AIM OF THE EXERCISE
Rewrite the items below with "Behaviour" swapped for "Behavior" throughout, changing nothing else, and leave the pictures out of your answer.

RECORDS PROVIDED
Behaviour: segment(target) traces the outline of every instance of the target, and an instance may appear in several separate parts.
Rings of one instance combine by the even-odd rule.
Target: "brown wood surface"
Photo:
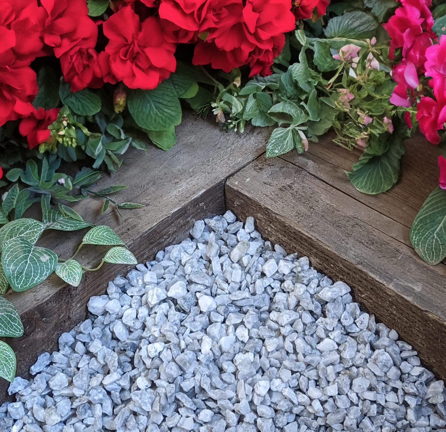
[[[187,112],[177,133],[178,142],[172,150],[163,152],[149,145],[147,156],[129,150],[116,174],[91,188],[97,190],[110,185],[128,185],[114,197],[146,207],[124,210],[124,221],[110,210],[112,205],[101,215],[101,201],[88,199],[73,206],[86,220],[112,226],[139,262],[153,259],[158,250],[184,239],[194,219],[224,212],[225,179],[261,154],[266,137],[266,130],[260,128],[243,135],[227,133],[211,120]],[[67,234],[48,231],[38,244],[68,258],[86,230]],[[95,266],[107,249],[86,246],[80,260]],[[87,273],[77,288],[53,275],[29,291],[10,290],[6,298],[18,309],[25,327],[22,337],[8,341],[16,353],[18,374],[26,376],[39,354],[56,349],[61,333],[84,318],[88,298],[105,292],[107,282],[126,270],[124,266],[105,264],[99,271]],[[4,383],[2,389],[5,387]]]
[[[348,284],[357,301],[446,377],[446,266],[428,265],[402,239],[389,235],[384,227],[396,221],[372,206],[386,205],[363,203],[359,199],[368,198],[344,191],[340,177],[334,187],[338,181],[320,174],[324,159],[317,160],[313,169],[323,179],[283,159],[259,158],[227,181],[227,207],[243,220],[254,216],[265,238]]]

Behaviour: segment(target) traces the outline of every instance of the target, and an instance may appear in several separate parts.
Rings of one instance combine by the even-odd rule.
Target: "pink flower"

RESULT FOR THIS EXERCISE
Behavior: segment(target) traces the outline of every instance of the target, and an instance may appear in several separate parts.
Rings of one instance combine by the even-odd rule.
Target: "brown wood surface"
Photo:
[[[187,112],[177,133],[178,142],[172,150],[163,152],[149,145],[147,156],[129,150],[116,174],[91,188],[97,190],[110,185],[128,185],[114,197],[146,207],[124,210],[124,221],[110,210],[112,205],[101,215],[101,201],[88,199],[73,206],[86,220],[112,226],[139,262],[153,259],[158,250],[184,239],[194,219],[224,212],[225,179],[261,154],[266,137],[266,130],[260,128],[243,135],[227,133],[211,120]],[[67,234],[48,231],[38,244],[68,258],[86,230]],[[95,266],[107,249],[86,246],[80,260]],[[87,273],[77,288],[53,275],[29,291],[10,290],[6,298],[18,309],[25,327],[22,337],[8,341],[16,353],[18,374],[26,376],[39,354],[56,349],[61,333],[84,318],[88,298],[105,292],[107,282],[126,270],[124,266],[105,264],[99,271]],[[4,383],[2,389],[5,387]]]
[[[348,284],[357,301],[446,377],[446,266],[428,265],[402,239],[389,235],[384,227],[396,221],[372,206],[386,205],[363,203],[359,199],[368,198],[344,191],[340,177],[334,187],[338,181],[320,174],[324,159],[317,160],[313,169],[323,179],[283,159],[259,158],[227,181],[227,207],[243,220],[254,216],[265,238]]]

Behavior: segment(target) traces the outline of every instance of the target, and an instance may appear in several separate parts.
Rings of one instance combine by the even-odd rule.
Target: "pink flower"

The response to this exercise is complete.